(Material provided)
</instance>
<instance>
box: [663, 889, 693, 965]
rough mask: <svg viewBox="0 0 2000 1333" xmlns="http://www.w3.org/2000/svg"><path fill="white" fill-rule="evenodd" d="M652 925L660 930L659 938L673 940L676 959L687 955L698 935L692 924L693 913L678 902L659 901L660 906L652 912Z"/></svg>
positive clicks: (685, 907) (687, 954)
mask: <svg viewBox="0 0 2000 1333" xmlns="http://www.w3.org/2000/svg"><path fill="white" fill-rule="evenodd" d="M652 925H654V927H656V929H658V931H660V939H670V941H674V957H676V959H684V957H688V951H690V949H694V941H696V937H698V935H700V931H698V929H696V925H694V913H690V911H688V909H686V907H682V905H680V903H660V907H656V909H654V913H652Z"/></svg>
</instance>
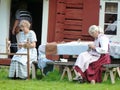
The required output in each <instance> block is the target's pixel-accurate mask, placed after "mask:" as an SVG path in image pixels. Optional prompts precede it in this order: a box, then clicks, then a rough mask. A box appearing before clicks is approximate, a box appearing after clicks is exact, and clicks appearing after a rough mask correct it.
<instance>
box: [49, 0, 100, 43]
mask: <svg viewBox="0 0 120 90" xmlns="http://www.w3.org/2000/svg"><path fill="white" fill-rule="evenodd" d="M99 3H100V2H99V0H49V23H48V42H52V41H57V42H58V41H73V40H77V39H79V38H80V39H82V40H92V38H91V37H90V36H89V35H88V28H89V26H90V25H92V24H96V25H98V21H99Z"/></svg>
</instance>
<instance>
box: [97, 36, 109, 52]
mask: <svg viewBox="0 0 120 90" xmlns="http://www.w3.org/2000/svg"><path fill="white" fill-rule="evenodd" d="M99 42H100V47H96V51H97V52H98V53H100V54H105V53H108V47H109V39H108V38H107V37H101V38H100V39H99Z"/></svg>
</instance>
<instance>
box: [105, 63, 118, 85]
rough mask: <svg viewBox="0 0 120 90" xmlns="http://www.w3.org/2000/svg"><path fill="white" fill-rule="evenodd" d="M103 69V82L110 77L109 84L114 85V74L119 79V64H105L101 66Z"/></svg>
mask: <svg viewBox="0 0 120 90" xmlns="http://www.w3.org/2000/svg"><path fill="white" fill-rule="evenodd" d="M103 67H104V68H105V74H104V78H103V81H106V80H107V79H108V76H109V75H110V78H111V83H112V84H114V83H115V77H116V73H118V76H119V77H120V68H119V67H120V64H106V65H103Z"/></svg>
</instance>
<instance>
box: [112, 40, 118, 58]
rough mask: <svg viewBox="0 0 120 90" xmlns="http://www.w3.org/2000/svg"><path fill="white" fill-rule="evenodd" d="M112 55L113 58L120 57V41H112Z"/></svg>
mask: <svg viewBox="0 0 120 90" xmlns="http://www.w3.org/2000/svg"><path fill="white" fill-rule="evenodd" d="M110 55H111V56H112V57H113V58H120V42H111V43H110Z"/></svg>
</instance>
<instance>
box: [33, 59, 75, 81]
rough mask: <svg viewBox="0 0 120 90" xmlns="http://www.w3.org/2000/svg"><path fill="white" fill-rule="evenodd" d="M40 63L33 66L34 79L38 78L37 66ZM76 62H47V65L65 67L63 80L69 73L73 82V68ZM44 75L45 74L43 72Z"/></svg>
mask: <svg viewBox="0 0 120 90" xmlns="http://www.w3.org/2000/svg"><path fill="white" fill-rule="evenodd" d="M37 63H38V62H33V64H32V78H33V79H34V78H36V65H37ZM74 63H75V62H73V61H68V62H61V61H53V62H47V64H51V65H57V66H62V67H63V72H62V75H61V80H62V79H63V78H64V76H65V74H66V73H67V76H68V80H69V81H72V73H71V70H72V66H73V65H74ZM42 73H43V72H42Z"/></svg>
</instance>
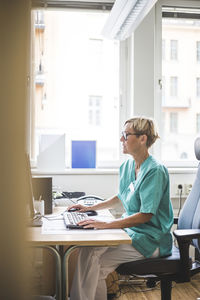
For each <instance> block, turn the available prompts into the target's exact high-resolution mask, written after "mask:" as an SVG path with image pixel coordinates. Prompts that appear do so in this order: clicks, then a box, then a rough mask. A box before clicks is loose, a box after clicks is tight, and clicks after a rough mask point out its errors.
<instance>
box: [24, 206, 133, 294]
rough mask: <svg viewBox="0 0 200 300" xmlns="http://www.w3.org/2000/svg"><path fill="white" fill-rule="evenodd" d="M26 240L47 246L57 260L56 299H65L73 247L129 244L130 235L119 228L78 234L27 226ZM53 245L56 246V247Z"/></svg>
mask: <svg viewBox="0 0 200 300" xmlns="http://www.w3.org/2000/svg"><path fill="white" fill-rule="evenodd" d="M63 210H64V209H63ZM27 240H28V243H29V244H30V245H31V246H34V247H41V248H47V249H49V250H50V251H52V252H53V254H54V255H55V257H56V260H57V275H56V282H57V300H66V295H68V284H67V283H68V280H67V278H66V274H68V273H67V272H68V259H69V256H70V254H71V253H72V251H73V250H74V249H76V248H78V247H87V246H117V245H119V244H131V239H130V237H129V236H128V234H127V233H126V232H125V231H123V230H120V233H119V232H118V233H116V232H113V233H112V232H110V231H109V233H103V232H102V230H101V232H100V233H98V230H96V234H91V231H90V230H84V232H83V231H81V232H80V234H79V233H76V234H71V233H70V234H69V233H68V230H66V233H65V234H43V233H42V229H41V228H40V227H33V228H28V236H27ZM53 246H58V249H56V248H54V247H53ZM63 246H69V248H68V249H67V250H66V251H65V253H63ZM65 266H66V267H65ZM61 290H62V291H61Z"/></svg>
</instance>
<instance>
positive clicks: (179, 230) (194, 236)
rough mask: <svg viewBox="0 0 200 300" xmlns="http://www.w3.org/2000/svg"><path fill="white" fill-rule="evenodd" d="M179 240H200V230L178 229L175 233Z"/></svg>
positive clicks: (181, 240)
mask: <svg viewBox="0 0 200 300" xmlns="http://www.w3.org/2000/svg"><path fill="white" fill-rule="evenodd" d="M173 234H174V236H175V237H176V238H177V240H180V241H191V240H193V239H197V238H200V229H177V230H174V232H173Z"/></svg>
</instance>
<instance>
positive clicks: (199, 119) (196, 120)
mask: <svg viewBox="0 0 200 300" xmlns="http://www.w3.org/2000/svg"><path fill="white" fill-rule="evenodd" d="M196 132H197V134H200V113H198V114H196Z"/></svg>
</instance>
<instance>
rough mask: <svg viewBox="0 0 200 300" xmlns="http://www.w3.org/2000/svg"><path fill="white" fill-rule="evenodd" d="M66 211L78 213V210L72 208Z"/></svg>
mask: <svg viewBox="0 0 200 300" xmlns="http://www.w3.org/2000/svg"><path fill="white" fill-rule="evenodd" d="M68 211H69V212H75V211H79V208H75V207H72V208H70V209H68Z"/></svg>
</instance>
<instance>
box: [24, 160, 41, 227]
mask: <svg viewBox="0 0 200 300" xmlns="http://www.w3.org/2000/svg"><path fill="white" fill-rule="evenodd" d="M26 175H27V176H26V178H27V187H28V201H27V219H28V222H27V225H28V226H32V227H35V226H42V219H41V217H40V216H39V215H37V214H36V213H35V209H34V197H33V187H32V176H31V166H30V159H29V155H28V154H27V155H26Z"/></svg>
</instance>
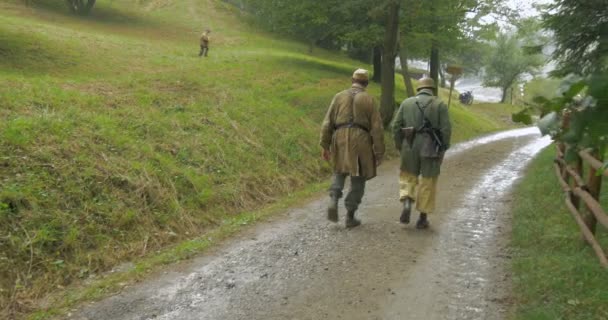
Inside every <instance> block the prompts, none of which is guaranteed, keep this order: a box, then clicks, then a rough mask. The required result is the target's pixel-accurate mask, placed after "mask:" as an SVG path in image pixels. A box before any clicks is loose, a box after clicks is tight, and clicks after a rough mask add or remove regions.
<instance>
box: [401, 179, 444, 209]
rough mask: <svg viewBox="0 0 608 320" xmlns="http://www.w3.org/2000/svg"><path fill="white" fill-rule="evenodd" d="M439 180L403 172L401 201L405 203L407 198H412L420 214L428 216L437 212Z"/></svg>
mask: <svg viewBox="0 0 608 320" xmlns="http://www.w3.org/2000/svg"><path fill="white" fill-rule="evenodd" d="M438 178H439V177H429V178H425V177H423V176H417V175H414V174H411V173H409V172H407V171H403V170H402V171H401V175H400V176H399V199H400V200H401V201H403V200H405V198H411V199H412V200H414V201H415V202H416V209H417V210H418V211H419V212H423V213H426V214H430V213H433V212H435V198H436V194H437V180H438Z"/></svg>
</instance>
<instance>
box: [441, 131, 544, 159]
mask: <svg viewBox="0 0 608 320" xmlns="http://www.w3.org/2000/svg"><path fill="white" fill-rule="evenodd" d="M539 134H540V133H539V131H538V128H536V127H529V128H522V129H516V130H509V131H502V132H498V133H494V134H490V135H487V136H484V137H481V138H477V139H473V140H470V141H467V142H462V143H459V144H457V145H455V146H453V147H452V148H450V151H448V155H450V154H455V153H460V152H463V151H466V150H469V149H472V148H475V147H479V146H481V145H484V144H488V143H492V142H496V141H500V140H505V139H510V138H518V137H525V136H531V135H539ZM541 149H542V148H541Z"/></svg>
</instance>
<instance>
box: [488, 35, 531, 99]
mask: <svg viewBox="0 0 608 320" xmlns="http://www.w3.org/2000/svg"><path fill="white" fill-rule="evenodd" d="M492 51H493V52H492V53H491V54H490V55H489V58H488V61H487V63H486V68H485V73H484V85H486V86H490V87H499V88H501V89H502V99H501V102H503V103H504V102H505V100H506V94H507V90H508V89H509V88H511V87H512V86H513V85H514V84H515V83H517V82H518V81H520V80H521V78H522V76H523V75H525V74H527V73H528V74H534V73H536V72H537V69H538V67H540V66H541V65H542V64H543V58H542V56H541V55H539V54H528V53H526V52H524V49H523V44H522V42H521V39H520V38H518V37H517V36H516V35H509V34H506V33H501V34H500V35H499V36H498V37H497V38H496V45H495V47H493V50H492Z"/></svg>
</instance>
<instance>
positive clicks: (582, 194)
mask: <svg viewBox="0 0 608 320" xmlns="http://www.w3.org/2000/svg"><path fill="white" fill-rule="evenodd" d="M565 152H566V147H565V146H564V145H563V144H560V145H558V146H557V158H556V159H555V164H554V166H555V173H556V175H557V178H558V180H559V183H560V185H561V187H562V189H563V190H564V192H565V193H566V206H567V207H568V209H569V211H570V213H572V215H573V216H574V219H575V220H576V222H577V223H578V225H579V227H580V229H581V232H582V233H583V237H584V239H585V241H586V242H587V243H588V244H589V245H591V247H592V248H593V251H594V252H595V254H596V255H597V257H598V259H599V260H600V263H601V265H602V266H603V267H604V268H608V258H607V257H606V251H605V250H604V249H602V247H601V246H600V244H599V243H598V241H597V239H596V237H595V233H596V227H597V223H598V222H599V223H600V224H601V225H603V226H604V227H606V228H608V215H606V210H604V209H603V208H602V206H601V205H600V203H599V197H600V191H601V188H602V178H603V177H608V169H604V170H603V172H599V170H602V167H603V164H602V161H601V159H602V157H601V155H599V154H597V153H596V152H594V151H593V150H583V151H580V152H579V153H578V154H577V159H576V161H574V162H572V163H570V164H568V163H566V161H565V159H564V154H565ZM585 167H586V170H585ZM584 172H586V173H587V175H588V178H587V180H585V179H584V178H583V175H584ZM598 173H599V174H598ZM581 204H584V210H581Z"/></svg>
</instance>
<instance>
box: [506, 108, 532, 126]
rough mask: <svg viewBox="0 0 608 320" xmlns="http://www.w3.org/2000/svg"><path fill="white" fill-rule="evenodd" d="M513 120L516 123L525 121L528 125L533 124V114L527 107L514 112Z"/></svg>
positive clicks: (526, 123)
mask: <svg viewBox="0 0 608 320" xmlns="http://www.w3.org/2000/svg"><path fill="white" fill-rule="evenodd" d="M511 120H513V122H515V123H523V124H526V125H531V124H532V116H531V115H530V113H529V109H525V110H523V111H520V112H518V113H514V114H512V115H511Z"/></svg>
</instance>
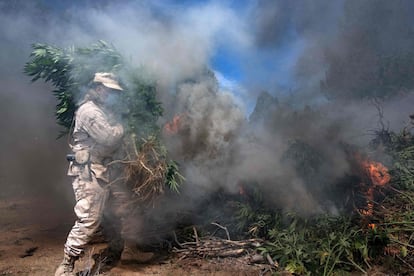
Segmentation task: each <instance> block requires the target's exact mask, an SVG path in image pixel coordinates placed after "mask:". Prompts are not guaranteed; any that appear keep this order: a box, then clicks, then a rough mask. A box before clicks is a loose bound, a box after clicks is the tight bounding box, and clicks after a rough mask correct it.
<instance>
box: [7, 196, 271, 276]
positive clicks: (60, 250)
mask: <svg viewBox="0 0 414 276" xmlns="http://www.w3.org/2000/svg"><path fill="white" fill-rule="evenodd" d="M57 206H59V205H57V204H55V203H54V202H50V201H48V199H46V198H33V197H29V198H9V199H0V275H34V276H45V275H53V274H54V271H55V269H56V266H57V265H58V264H59V263H60V261H61V259H62V254H63V244H64V241H65V238H66V235H67V232H68V231H69V229H70V228H71V226H72V223H73V221H74V217H73V212H72V210H71V209H70V208H67V207H57ZM93 250H95V251H96V250H97V248H95V247H91V249H90V251H89V253H88V252H87V253H86V254H85V257H84V258H83V260H81V261H80V262H78V264H77V268H76V269H77V270H78V271H79V270H83V269H86V268H87V267H88V264H90V261H89V260H91V259H90V257H88V256H91V254H90V252H91V251H93ZM105 275H121V276H127V275H214V276H224V275H270V273H264V271H263V270H262V268H260V267H255V266H254V265H246V264H243V263H240V262H238V261H237V259H231V258H228V259H221V260H205V259H184V260H180V259H178V258H177V257H174V256H172V255H171V256H167V257H163V258H157V259H156V260H155V261H153V262H151V263H148V264H127V265H126V264H119V265H118V266H117V267H115V268H113V269H112V270H111V271H110V272H108V273H106V274H105Z"/></svg>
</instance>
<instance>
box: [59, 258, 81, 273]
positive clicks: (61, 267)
mask: <svg viewBox="0 0 414 276" xmlns="http://www.w3.org/2000/svg"><path fill="white" fill-rule="evenodd" d="M77 259H79V257H74V256H69V255H68V254H66V253H65V254H64V255H63V260H62V262H61V263H60V265H59V266H58V268H57V269H56V272H55V276H75V273H73V270H74V269H75V262H76V260H77Z"/></svg>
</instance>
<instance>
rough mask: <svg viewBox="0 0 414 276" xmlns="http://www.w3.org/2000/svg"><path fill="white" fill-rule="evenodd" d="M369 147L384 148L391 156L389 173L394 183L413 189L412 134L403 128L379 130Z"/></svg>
mask: <svg viewBox="0 0 414 276" xmlns="http://www.w3.org/2000/svg"><path fill="white" fill-rule="evenodd" d="M375 134H376V135H375V137H374V139H373V140H372V141H371V147H372V148H373V149H374V150H376V149H378V148H384V149H385V152H386V153H387V154H388V155H389V156H391V159H392V166H391V168H390V169H391V170H390V173H391V175H392V178H393V182H394V184H396V185H397V186H398V187H399V188H401V189H403V190H409V191H414V135H413V133H412V132H411V131H410V130H409V129H407V128H404V129H403V130H401V131H400V132H399V133H396V132H393V131H388V130H384V129H383V130H380V131H377V132H376V133H375Z"/></svg>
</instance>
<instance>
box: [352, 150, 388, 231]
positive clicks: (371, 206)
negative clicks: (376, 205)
(End Material provided)
Task to carry out - Exact copy, pictures excluded: every line above from the one containing "925L660 930L659 938L673" to the one containing "box: [105, 63, 118, 85]", inclusive, and nothing more.

Final answer -
rough mask: <svg viewBox="0 0 2000 1333" xmlns="http://www.w3.org/2000/svg"><path fill="white" fill-rule="evenodd" d="M652 925L660 930L659 938L673 940L676 959L687 955L698 935L692 924L693 913L678 902L659 901L660 906L652 912Z"/></svg>
positive clicks: (685, 907) (687, 954)
mask: <svg viewBox="0 0 2000 1333" xmlns="http://www.w3.org/2000/svg"><path fill="white" fill-rule="evenodd" d="M652 925H654V927H656V929H658V931H660V939H670V941H674V957H676V959H684V957H688V951H690V949H694V941H696V937H698V935H700V931H698V929H696V925H694V913H690V911H688V909H686V907H682V905H680V903H660V907H656V909H654V913H652Z"/></svg>
</instance>
The required output in each <instance> block is the target's pixel-accurate mask, placed after "mask:" as an SVG path in image pixels. Optional prompts precede it in this order: a box, then clicks, then a rough mask. A box appearing before clicks is approximate, a box appearing after clicks is exact, and clicks appearing after a rough mask correct it.
<instance>
box: [49, 0, 100, 43]
mask: <svg viewBox="0 0 120 90" xmlns="http://www.w3.org/2000/svg"><path fill="white" fill-rule="evenodd" d="M99 3H100V2H99V0H49V23H48V42H52V41H57V42H58V41H73V40H77V39H79V38H80V39H82V40H92V38H91V37H90V36H89V35H88V28H89V26H90V25H92V24H96V25H98V21H99Z"/></svg>
</instance>
<instance>
box: [97, 36, 109, 52]
mask: <svg viewBox="0 0 120 90" xmlns="http://www.w3.org/2000/svg"><path fill="white" fill-rule="evenodd" d="M99 42H100V47H96V51H97V52H98V53H100V54H105V53H108V47H109V39H108V38H107V37H101V38H100V39H99Z"/></svg>
</instance>
<instance>
box: [105, 63, 118, 85]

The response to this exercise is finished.